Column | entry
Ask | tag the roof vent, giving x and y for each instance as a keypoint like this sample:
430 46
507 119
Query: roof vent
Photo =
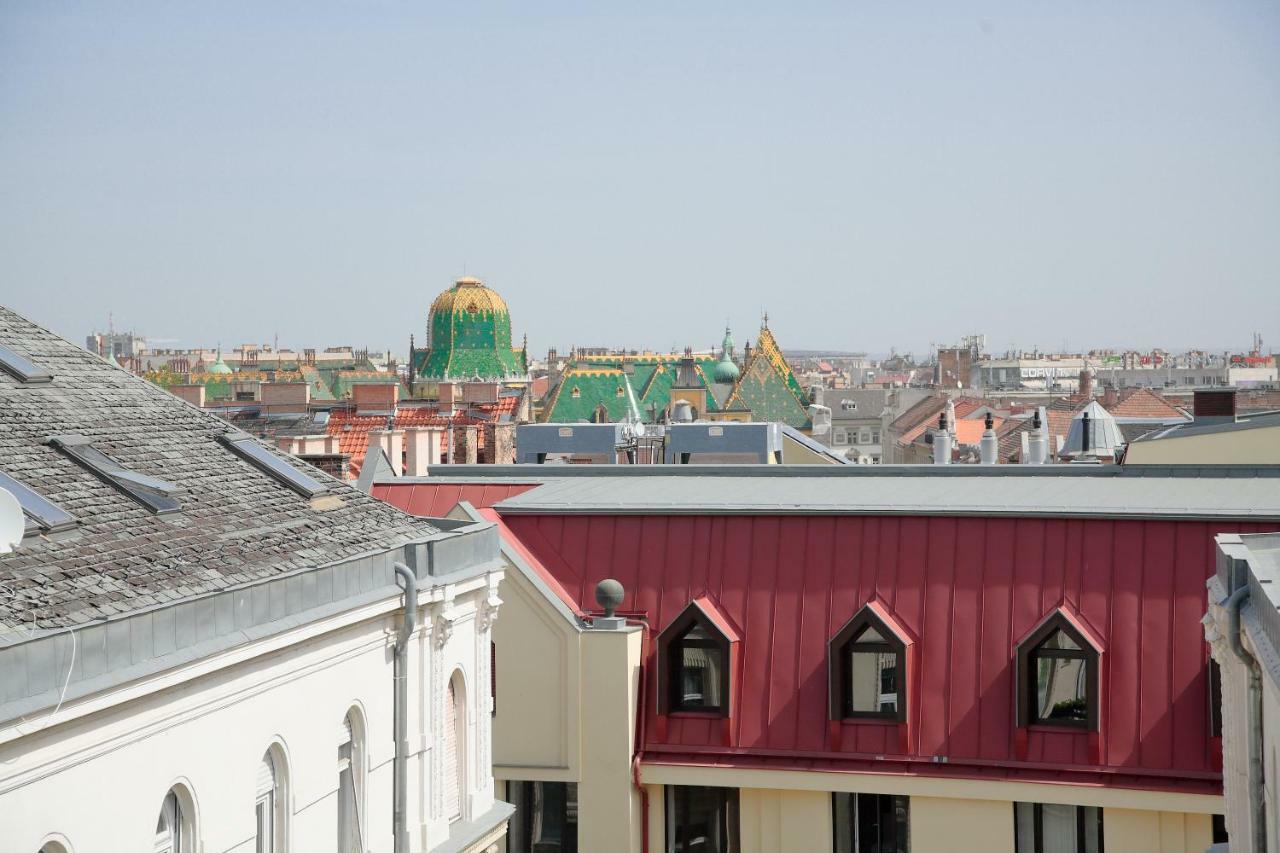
23 369
151 492
608 594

★ ★ ★ ★ ★ ★ ★

EXERCISE BRIEF: Rewrite the data, changing each "roof vent" to "skylight" and keeping everything else the same. Leave the pictures out of your version.

WRITTEN SOLUTION:
Column | entry
Ask | tag the skylight, giving x and y for each instance as a keypoint like this sample:
430 46
507 119
Query: skylight
Photo =
23 369
151 492
608 594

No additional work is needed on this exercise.